**Requirements**
Retype each of the items below word for word, keeping every line in its original order.

┄┄┄┄┄┄

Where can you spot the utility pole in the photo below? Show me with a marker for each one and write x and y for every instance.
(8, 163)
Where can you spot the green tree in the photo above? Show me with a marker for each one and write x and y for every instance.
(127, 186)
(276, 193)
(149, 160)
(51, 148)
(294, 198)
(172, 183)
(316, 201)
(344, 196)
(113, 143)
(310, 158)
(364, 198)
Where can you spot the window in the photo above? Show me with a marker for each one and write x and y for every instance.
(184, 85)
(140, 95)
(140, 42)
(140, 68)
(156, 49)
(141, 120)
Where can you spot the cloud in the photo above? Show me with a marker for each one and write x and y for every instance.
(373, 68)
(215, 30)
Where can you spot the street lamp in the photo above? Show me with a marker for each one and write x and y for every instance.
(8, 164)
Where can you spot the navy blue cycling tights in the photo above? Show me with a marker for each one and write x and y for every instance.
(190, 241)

┄┄┄┄┄┄

**Task result**
Where can you spot the utility pole in the photo below? Show me with a marker for each one and write x and y for every instance.
(8, 163)
Where can you spot the green tree in the photo above? Show me with a marker for each one and write x and y for every instance.
(127, 186)
(276, 193)
(149, 160)
(51, 148)
(294, 198)
(172, 183)
(316, 201)
(344, 196)
(113, 143)
(310, 158)
(364, 198)
Where can you spot the window in the photo above? Show me with a marker for each one and write x and y for every instance.
(184, 85)
(140, 95)
(140, 42)
(140, 68)
(156, 49)
(141, 120)
Where can you spot the cloud in the photo above? Show me with a marker for each one and write x and y for every instance.
(373, 68)
(215, 30)
Where can you spot the street lamp in the photo above? Show me with a marker for each one and write x and y for every instance.
(8, 164)
Where can you spot the navy blue cycling tights in the photo above? Show me with a marker for each one and write x and y for every instance.
(190, 241)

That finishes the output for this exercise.